[PAGINA]

________________________________________

Le intercettazioni preventive antimafia
Commento a Cass., sez. II, 19 gennaio 2016, n. 4777, in CED Cass., n. 266234.
Nel 2011 la complessa normazione in tema di intercettazioni preventive viene ulteriormente implementata: l’art. 78 del Codice antimafia[1], riproponendo la disciplina già sperimentata con la l. 646/1982, introduce la possibilità di effettuare intercettazioni telefoniche e telematiche anche per prevenire la reiterazione di attività o comportamenti criminosi per i quali è già stata applicata una misura di prevenzione personale.
Più nel dettaglio, la nuova species captativa consente agli ufficiali di polizia giudiziaria di richiedere al procuratore della repubblica del luogo dove le operazioni devono essere eseguite l’autorizzazione ad eseguire le intercettazioni telefoniche, telegrafiche, nonché le “altre comunicazioni e conversazioni” (ex art. 623 bis c.p.), tutte le volte in cui si «ritenga necessario al fine di controllare i soggetti nei cui confronti sia stata applicata una misura di prevenzione» personale.
Gli ultimi due commi dell’art. 78 definiscono il regime di probatorio dei dati captati: esplicitando il divieto di qualsiasi forma di utilizzazione degli stessi, si prevede che gli stessi possono solo servire per la prosecuzione delle indagini e che tutte le registrazioni e le trascrizioni effettuate, una volta depositate in procura, devono essere distrutte[2].
Ma la giurisprudenza più recente ha fornito un’interpretazione “estensiva” del dictum.
Più precisamente, la Suprema corte statuisce che la richiesta di autorizzazione delle intercettazioni giudiziarie possa legittimamente fondarsi sui risultati dell’attività captativa eseguita sulla base del dictum di cui all’art. 79 del Codice antimafia: a parere dei giudici di legittimità, infatti, i limiti di utilizzabilità previsti dal comma terzo della disposizione escludono che le conversazioni captate assumano valore di prova o di indizio cautelare ma non anche che tali conversazioni possano essere poste a fondamento di un successivo provvedimento di autorizzazione all’esecuzione di intercettazioni telefoniche o ambientali, essendo quest’ultima un’attività correlata alla specifica fase della prosecuzione delle indagini che non assume diretto valore processuale.

________________________________________

[ELENCO ARCHIVIATO]
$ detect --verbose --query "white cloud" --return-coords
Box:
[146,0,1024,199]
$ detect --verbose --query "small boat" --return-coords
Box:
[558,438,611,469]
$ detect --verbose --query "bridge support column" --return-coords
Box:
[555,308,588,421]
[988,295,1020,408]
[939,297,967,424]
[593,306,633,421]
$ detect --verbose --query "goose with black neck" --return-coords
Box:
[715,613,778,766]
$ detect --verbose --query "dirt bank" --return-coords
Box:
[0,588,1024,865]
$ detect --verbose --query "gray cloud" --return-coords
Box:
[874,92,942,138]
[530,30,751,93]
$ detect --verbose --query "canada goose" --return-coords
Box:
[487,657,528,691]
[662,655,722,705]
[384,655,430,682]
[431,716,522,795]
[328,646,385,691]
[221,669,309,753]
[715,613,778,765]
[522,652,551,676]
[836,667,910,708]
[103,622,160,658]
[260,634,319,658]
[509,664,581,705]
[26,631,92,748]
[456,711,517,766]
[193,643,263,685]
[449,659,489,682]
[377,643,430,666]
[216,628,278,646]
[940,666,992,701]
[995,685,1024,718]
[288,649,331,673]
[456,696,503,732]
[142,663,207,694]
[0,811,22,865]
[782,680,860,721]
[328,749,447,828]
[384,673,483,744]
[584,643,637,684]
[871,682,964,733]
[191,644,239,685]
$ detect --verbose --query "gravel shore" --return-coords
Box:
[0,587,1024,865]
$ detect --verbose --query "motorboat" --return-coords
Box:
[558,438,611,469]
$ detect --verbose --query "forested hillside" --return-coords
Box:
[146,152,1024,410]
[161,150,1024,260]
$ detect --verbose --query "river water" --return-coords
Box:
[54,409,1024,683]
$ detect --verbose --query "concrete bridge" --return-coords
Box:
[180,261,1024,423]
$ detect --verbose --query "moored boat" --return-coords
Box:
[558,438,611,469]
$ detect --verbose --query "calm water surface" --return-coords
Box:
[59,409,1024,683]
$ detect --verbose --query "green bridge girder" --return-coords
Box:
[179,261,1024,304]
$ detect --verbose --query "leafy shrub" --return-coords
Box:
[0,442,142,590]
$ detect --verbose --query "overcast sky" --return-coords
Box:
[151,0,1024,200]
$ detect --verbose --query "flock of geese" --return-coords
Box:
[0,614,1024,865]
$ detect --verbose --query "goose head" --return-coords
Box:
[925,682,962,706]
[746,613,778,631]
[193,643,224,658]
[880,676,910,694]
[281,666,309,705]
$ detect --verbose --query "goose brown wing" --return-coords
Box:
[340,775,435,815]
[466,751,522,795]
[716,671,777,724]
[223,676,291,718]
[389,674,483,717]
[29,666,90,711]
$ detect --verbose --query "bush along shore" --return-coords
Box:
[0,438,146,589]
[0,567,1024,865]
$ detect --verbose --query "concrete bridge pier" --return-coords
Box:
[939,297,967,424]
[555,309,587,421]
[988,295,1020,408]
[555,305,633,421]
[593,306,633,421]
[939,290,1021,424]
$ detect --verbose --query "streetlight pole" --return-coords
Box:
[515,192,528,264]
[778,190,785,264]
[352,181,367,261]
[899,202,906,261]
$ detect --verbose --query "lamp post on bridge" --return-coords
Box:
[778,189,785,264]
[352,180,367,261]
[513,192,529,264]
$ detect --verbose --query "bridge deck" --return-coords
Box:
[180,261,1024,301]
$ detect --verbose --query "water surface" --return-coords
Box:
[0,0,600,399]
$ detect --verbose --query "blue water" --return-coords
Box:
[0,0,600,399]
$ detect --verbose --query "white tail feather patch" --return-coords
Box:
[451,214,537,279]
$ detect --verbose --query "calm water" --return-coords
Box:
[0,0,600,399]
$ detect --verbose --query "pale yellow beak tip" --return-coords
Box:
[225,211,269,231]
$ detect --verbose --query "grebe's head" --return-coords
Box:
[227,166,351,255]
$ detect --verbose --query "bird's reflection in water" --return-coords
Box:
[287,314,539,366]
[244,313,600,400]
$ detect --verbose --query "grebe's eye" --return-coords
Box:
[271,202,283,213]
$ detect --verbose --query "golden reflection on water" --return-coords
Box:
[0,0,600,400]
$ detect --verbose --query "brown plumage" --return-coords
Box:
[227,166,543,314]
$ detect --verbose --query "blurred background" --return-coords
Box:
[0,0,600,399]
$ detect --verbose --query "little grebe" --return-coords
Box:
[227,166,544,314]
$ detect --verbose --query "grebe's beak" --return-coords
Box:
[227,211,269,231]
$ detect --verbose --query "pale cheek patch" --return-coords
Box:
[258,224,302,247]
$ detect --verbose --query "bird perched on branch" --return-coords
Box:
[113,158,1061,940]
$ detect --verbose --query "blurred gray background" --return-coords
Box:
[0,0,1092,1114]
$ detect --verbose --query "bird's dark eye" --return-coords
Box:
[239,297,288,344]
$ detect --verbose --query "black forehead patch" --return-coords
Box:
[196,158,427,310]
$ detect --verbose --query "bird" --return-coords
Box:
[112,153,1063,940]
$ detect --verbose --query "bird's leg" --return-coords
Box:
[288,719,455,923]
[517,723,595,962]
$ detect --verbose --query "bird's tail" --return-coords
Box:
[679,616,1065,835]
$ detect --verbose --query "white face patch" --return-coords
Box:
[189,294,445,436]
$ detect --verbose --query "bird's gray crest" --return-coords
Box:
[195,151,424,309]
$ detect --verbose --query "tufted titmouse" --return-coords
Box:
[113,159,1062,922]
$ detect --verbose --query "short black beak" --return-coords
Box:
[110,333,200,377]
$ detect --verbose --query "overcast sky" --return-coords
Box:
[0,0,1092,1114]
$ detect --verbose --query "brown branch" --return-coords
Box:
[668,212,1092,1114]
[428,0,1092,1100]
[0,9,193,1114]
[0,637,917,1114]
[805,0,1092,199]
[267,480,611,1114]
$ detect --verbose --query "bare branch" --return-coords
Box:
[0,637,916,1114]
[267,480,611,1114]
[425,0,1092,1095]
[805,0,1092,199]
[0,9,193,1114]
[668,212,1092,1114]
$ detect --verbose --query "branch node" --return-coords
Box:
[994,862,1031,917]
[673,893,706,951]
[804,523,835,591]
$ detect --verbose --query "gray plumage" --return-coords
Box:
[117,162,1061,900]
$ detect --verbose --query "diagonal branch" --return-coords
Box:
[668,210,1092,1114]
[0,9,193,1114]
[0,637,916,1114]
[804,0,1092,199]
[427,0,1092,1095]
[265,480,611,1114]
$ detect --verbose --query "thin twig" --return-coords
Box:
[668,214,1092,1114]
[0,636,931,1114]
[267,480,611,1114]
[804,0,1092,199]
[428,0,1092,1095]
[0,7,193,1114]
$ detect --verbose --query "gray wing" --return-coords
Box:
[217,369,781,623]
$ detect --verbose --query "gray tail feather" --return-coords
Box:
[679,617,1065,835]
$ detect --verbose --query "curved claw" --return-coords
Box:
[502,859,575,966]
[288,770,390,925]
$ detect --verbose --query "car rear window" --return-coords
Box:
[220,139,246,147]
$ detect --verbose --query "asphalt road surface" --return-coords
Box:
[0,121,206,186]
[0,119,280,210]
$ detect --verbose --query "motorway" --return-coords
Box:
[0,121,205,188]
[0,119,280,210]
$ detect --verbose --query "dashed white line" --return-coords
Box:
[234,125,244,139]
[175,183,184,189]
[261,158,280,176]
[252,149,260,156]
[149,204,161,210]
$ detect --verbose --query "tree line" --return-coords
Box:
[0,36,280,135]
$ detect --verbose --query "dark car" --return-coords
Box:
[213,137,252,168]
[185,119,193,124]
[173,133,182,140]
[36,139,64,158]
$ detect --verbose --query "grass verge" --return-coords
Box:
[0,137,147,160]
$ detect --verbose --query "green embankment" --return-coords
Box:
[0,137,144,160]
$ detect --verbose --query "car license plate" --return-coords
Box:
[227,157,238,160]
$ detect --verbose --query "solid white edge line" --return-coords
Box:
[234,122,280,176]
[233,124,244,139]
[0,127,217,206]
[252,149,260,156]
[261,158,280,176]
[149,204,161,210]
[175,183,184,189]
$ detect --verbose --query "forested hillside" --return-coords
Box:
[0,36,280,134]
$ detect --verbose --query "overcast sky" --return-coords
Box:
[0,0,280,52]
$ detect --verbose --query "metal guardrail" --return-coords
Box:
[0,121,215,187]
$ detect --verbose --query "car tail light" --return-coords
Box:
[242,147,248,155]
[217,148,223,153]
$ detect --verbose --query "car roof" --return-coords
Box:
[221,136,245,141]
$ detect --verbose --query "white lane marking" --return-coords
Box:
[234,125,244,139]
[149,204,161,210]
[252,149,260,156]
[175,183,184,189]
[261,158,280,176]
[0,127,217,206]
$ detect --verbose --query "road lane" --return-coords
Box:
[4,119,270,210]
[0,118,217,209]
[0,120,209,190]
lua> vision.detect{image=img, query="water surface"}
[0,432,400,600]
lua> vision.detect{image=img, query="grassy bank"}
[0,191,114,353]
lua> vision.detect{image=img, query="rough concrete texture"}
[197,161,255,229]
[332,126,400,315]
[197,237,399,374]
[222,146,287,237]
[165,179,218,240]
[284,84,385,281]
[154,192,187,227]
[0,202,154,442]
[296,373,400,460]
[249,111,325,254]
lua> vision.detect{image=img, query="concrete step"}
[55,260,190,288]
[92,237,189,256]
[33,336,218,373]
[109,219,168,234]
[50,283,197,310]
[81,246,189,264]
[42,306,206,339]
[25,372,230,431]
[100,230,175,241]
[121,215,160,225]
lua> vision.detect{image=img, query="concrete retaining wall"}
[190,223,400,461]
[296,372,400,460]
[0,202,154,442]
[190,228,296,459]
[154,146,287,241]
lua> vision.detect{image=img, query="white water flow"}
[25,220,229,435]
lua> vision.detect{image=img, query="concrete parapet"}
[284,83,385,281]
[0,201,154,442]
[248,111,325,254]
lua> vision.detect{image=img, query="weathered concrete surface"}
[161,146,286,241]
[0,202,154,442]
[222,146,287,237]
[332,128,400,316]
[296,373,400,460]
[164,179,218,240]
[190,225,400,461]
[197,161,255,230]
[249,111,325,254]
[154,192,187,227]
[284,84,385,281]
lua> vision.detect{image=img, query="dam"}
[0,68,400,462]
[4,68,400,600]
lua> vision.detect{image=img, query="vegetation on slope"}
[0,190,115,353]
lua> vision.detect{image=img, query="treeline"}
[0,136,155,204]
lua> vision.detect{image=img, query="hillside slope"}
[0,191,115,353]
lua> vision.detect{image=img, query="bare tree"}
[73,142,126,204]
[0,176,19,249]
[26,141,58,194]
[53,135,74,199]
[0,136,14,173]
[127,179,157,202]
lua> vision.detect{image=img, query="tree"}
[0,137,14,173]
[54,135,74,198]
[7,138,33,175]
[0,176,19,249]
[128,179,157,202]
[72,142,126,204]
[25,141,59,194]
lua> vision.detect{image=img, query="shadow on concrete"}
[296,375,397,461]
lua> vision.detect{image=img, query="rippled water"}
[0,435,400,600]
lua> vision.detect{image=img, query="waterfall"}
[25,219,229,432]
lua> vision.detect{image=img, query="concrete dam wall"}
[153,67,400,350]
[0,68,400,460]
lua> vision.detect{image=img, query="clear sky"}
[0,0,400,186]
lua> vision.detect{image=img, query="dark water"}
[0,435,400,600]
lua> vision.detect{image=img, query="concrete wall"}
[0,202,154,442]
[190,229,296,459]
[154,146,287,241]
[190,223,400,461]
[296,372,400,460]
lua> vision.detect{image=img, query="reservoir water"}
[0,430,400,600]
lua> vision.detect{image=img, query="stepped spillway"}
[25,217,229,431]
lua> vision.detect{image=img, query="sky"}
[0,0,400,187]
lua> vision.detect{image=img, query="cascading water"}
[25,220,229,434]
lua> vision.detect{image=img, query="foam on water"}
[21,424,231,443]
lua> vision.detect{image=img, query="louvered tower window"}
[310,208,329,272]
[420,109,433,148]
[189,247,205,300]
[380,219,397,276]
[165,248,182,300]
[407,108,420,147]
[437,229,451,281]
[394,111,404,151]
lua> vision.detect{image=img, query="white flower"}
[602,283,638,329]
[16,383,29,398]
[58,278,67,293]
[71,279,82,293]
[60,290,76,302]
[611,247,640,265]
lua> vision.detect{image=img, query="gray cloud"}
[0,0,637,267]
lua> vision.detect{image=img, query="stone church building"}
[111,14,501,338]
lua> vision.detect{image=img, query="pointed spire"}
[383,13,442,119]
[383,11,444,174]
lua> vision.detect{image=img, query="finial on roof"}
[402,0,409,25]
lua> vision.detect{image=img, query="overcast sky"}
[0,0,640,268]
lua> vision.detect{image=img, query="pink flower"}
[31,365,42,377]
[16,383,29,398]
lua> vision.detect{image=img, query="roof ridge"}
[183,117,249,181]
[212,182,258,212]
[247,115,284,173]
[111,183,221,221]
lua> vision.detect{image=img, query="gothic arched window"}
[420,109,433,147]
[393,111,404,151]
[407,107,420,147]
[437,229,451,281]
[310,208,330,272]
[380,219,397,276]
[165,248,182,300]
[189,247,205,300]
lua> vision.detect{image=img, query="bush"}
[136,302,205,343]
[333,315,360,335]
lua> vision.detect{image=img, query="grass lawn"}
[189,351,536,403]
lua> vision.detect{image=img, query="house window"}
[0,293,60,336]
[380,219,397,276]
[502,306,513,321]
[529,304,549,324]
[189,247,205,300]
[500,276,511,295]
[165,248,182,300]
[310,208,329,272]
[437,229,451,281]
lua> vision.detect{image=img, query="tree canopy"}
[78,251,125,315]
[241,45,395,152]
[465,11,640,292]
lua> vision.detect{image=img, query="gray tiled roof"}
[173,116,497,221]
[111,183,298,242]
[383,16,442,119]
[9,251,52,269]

________________________________________

[CONSEGNA] Prosegui il commento sulle intercettazioni preventive antimafia, riprendendo subito dopo l'ultima frase riportata.

[RISULTATO FINALE]
ORIENTAMENTI GIURISPRUDENZIALI
Conforme
Cass., sez. un., 25 marzo 2010, n. 13426, in C.E.D. Cass., n. 246271
Bibliografia essenziale
A. Cisterna, Il codice antimafia tra istanze compilative e modelli criminologici, in Dir. pen. proc., 2012, p. 213 ss.; Id., L’impegno a varare opportuni testi integrativi fa sperare in un corpus normativo più completo, in Guida dir., 2011, n. 41, p. 84 ss.; F. Menditto, Codice antimafia, Napoli, 2011; F. Fiorentin, Le misure di prevenzione personali. Nel codice antimafia, in materia di stupefacenti e nell’ambito di manifestazioni sportive, Milano, 2012; A. Dello Iacovo, Il “Codice Antimafia” (D.lgs. 159/2011): la cronaca di un’occasione mancata, in La Corte d’assise, 2011 n. 2; G. Fiandaca–C. Visconti, Il Codice delle leggi antimafia: risultati, omissioni, prospettive, in Legislaz. pen., 2012, p. 3 ss.; P. Gaeta, Le intercettazioni dichiarate inutilizzabili decadono agli effetti di qualsiasi tipo di giudizio. Dalle Sezioni unite un forte richiamo alle garanzie del giusto processo, in Guida dir., 2010, f. 19, p. 45.; W. Nocerino, Le intercettazioni e i controlli preventivi. Riflessi sul procedimento probatorio, Cedam, 2019.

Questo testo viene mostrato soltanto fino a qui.